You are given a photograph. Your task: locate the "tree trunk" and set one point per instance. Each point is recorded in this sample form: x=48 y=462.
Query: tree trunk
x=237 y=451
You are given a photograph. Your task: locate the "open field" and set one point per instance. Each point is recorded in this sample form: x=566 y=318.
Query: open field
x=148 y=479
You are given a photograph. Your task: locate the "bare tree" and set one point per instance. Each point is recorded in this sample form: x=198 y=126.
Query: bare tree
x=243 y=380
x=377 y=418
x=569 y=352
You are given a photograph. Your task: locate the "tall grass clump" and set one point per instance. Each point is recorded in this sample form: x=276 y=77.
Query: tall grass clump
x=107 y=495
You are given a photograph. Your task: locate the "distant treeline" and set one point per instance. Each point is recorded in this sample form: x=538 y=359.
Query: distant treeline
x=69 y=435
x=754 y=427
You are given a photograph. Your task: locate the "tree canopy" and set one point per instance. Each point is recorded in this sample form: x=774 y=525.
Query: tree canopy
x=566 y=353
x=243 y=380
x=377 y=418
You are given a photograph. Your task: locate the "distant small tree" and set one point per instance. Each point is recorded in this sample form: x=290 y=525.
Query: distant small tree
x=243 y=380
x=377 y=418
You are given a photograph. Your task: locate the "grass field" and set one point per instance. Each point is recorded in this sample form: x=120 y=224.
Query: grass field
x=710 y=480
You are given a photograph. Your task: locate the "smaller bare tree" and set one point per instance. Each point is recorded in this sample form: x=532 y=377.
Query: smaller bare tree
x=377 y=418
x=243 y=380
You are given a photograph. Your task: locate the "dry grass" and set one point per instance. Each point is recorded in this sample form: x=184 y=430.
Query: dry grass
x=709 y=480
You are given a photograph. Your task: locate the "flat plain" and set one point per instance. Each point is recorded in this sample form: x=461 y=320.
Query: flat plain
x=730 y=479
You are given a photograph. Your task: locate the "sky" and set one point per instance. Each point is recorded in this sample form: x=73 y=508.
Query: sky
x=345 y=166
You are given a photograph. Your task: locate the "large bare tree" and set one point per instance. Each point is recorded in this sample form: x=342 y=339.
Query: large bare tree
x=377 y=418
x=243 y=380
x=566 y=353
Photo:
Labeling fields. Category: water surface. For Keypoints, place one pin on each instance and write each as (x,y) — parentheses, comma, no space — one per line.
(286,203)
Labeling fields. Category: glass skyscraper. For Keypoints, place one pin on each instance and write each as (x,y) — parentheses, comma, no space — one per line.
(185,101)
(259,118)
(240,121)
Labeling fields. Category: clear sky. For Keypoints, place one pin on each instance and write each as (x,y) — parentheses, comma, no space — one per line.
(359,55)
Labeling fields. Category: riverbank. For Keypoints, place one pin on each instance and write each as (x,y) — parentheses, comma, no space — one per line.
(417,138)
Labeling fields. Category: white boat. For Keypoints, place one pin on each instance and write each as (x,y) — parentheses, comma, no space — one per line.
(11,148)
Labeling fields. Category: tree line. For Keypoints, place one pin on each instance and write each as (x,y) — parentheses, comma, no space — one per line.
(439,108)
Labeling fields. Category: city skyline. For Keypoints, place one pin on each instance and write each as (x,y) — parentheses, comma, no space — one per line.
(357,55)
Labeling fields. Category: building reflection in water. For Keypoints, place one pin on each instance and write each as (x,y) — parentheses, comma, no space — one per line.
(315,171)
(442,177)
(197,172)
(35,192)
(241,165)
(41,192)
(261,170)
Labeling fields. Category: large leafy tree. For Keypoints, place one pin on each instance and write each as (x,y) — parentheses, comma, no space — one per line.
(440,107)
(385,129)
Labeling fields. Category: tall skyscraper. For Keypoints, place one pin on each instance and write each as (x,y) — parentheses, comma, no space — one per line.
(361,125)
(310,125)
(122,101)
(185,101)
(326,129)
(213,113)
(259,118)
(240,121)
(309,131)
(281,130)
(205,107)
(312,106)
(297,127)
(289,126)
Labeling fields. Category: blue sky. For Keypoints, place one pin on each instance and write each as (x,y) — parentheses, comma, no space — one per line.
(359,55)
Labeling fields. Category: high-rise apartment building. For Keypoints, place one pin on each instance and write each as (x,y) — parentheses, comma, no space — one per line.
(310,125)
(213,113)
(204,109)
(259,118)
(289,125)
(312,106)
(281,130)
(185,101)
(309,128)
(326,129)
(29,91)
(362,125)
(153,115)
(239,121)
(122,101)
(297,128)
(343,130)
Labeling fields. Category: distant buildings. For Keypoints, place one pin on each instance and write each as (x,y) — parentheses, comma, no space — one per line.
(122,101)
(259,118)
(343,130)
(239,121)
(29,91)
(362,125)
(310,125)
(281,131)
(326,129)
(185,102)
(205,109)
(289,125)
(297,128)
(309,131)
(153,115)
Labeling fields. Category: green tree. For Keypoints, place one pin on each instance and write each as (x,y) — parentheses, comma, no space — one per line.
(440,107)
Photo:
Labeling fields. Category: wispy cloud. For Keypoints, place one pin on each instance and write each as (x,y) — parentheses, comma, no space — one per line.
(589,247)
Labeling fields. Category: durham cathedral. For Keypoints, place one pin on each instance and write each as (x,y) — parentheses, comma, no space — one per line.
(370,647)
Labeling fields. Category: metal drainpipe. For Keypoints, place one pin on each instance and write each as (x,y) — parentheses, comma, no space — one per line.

****************

Directions: An exact reproduction of the listing is needed.

Response area:
You are given a photograph. Your task: locate the "tree trunk" and set one point per instance. Each point is recorded in this sample form: x=48 y=462.
Query: tree trunk
x=237 y=451
You are given a photograph. Your task: locate the "open field" and set one point per instance. Each point is recorded in this sample form: x=566 y=318.
Query: open field
x=148 y=479
You are given a photograph. Your task: locate the "bare tree" and set one point per instance. Each point is recorded in this sample form: x=198 y=126.
Query: bare tree
x=243 y=380
x=377 y=418
x=569 y=352
You are given a photograph. Your task: locate the "tall grass clump" and set one point per instance. Each point is recorded in this sample form: x=276 y=77.
Query: tall grass clump
x=107 y=495
You are given a photograph. Your task: locate the "distant treeline" and set one point per instance. Each point is recorded in this sample form: x=538 y=359.
Query: distant treeline
x=69 y=435
x=754 y=427
You are given a photograph. Your task: locate the "tree canopy" and set one point per instance. Each point is recorded in this sample form: x=774 y=525.
Query: tree canopy
x=566 y=353
x=243 y=380
x=377 y=418
You are given a photograph. Your task: locate the "distant small tree" and set one point per instance. Each point is recorded in this sample form: x=290 y=525.
Query: distant small tree
x=243 y=380
x=377 y=418
You are given a photograph. Your task: locate the "grass field" and set one point per instance. Each point is recorded in this sample form: x=120 y=224.
Query: grass field
x=710 y=480
You are given a photograph. Your task: locate the "smaller bare tree" and set one point per instance. Each point is recorded in this sample form: x=532 y=377.
Query: smaller bare tree
x=377 y=418
x=243 y=380
You are given a photograph. Your task: locate the "dry grass" and set one point per instance. Each point is recorded in this sample form: x=184 y=430.
Query: dry grass
x=709 y=480
You are given a photograph. Your task: locate the "flat plain" and set one point per instance. Each point is recorded in this sample form: x=461 y=320.
Query: flat plain
x=730 y=479
You are given a photograph. Your task: locate the "sky" and set one point per instance. Each point is recorded in this sample form: x=73 y=508.
Query: sky
x=345 y=166
You are given a photograph. Your task: locate the "large bare tree" and set one point per instance. Each point is recorded in this sample form: x=342 y=339.
Query: large bare tree
x=377 y=418
x=243 y=380
x=566 y=353
Photo:
Labeling fields. Category: water surface. For Keypoints, place one pin on each instance and write each as (x,y) — parentheses, comma, no space — one per line.
(286,203)
Labeling fields. Category: glass skyscraper. For Keypoints, place one pin on each instance and write each as (x,y) — parentheses, comma, no space — one per line.
(185,101)
(259,118)
(240,121)
Labeling fields. Category: clear sky. For Keypoints, place one pin on each instance and write each as (x,y) — parentheses, comma, no space — one per line.
(359,55)
Labeling fields. Category: riverbank. For Keypoints, place one pin on each instance and write each as (x,y) — parentheses, comma, no space — one per line.
(417,138)
Labeling fields. Category: white boat. For Keypoints, place one pin on each instance and write each as (x,y) — parentheses, comma, no space — one per line.
(11,148)
Labeling fields. Category: tree line. For Keypoints, place one pin on each instance and write each as (x,y) — parentheses, comma, no space — one per line.
(439,108)
Labeling fields. Category: city skyline. For Keypoints, place one pin on each instance and write each as (x,y) — parentheses, comma, no space — one per line.
(357,55)
Labeling fields. Category: building reflection in water. For Keypoints, place one pin on each instance and write each as (x,y) — parentheses, comma, no space — one per line.
(315,171)
(442,177)
(197,172)
(35,192)
(241,165)
(41,192)
(261,170)
Labeling fields. Category: large leafy tree. For Keypoints, place one pin on each instance and write each as (x,y) — parentheses, comma, no space — one per line.
(440,107)
(385,129)
Labeling fields. Category: tall skyscraper. For Keypoints, place one pin on each instance and write each as (x,y) — parentheses, comma, no space — one per line.
(361,125)
(310,125)
(122,101)
(185,101)
(326,129)
(213,113)
(259,118)
(240,121)
(309,131)
(281,130)
(205,107)
(312,106)
(297,127)
(289,126)
Labeling fields. Category: blue sky. For Keypoints, place one pin on each instance and write each as (x,y) — parentheses, comma, no space — one per line.
(359,55)
Labeling fields. Category: high-rise apartment building. For Keypoints, place one pin on each instance and write each as (x,y) — parentheses, comma, no space — one per line.
(310,125)
(213,113)
(204,109)
(259,118)
(289,125)
(312,106)
(281,130)
(185,101)
(309,128)
(326,129)
(29,91)
(362,125)
(153,115)
(239,121)
(122,101)
(297,128)
(343,130)
Labeling fields. Category: distant buildings. For Keypoints, place one pin on each instance and write each as (x,y) — parentheses, comma, no space — one per line.
(122,101)
(259,118)
(343,130)
(239,121)
(29,91)
(362,125)
(310,125)
(281,131)
(326,129)
(185,102)
(205,109)
(289,125)
(297,128)
(309,131)
(153,115)
Labeling fields. Category: green tree. For Keypoints, place one pin on each instance and write each as (x,y) — parentheses, comma, no space — one per line.
(440,107)
Photo:
Labeling fields. Category: wispy cloud. For Keypoints, place one pin on each instance and write each as (x,y) — parentheses, comma, no space — one per line.
(589,247)
Labeling fields. Category: durham cathedral. For Keypoints, place one pin on each instance and write each as (x,y) — parentheses, comma, no space — one per line.
(370,647)
Labeling fields. Category: metal drainpipe. For Keypoints, place one pin on each instance and write each as (x,y) — parentheses, comma, no space — one per line.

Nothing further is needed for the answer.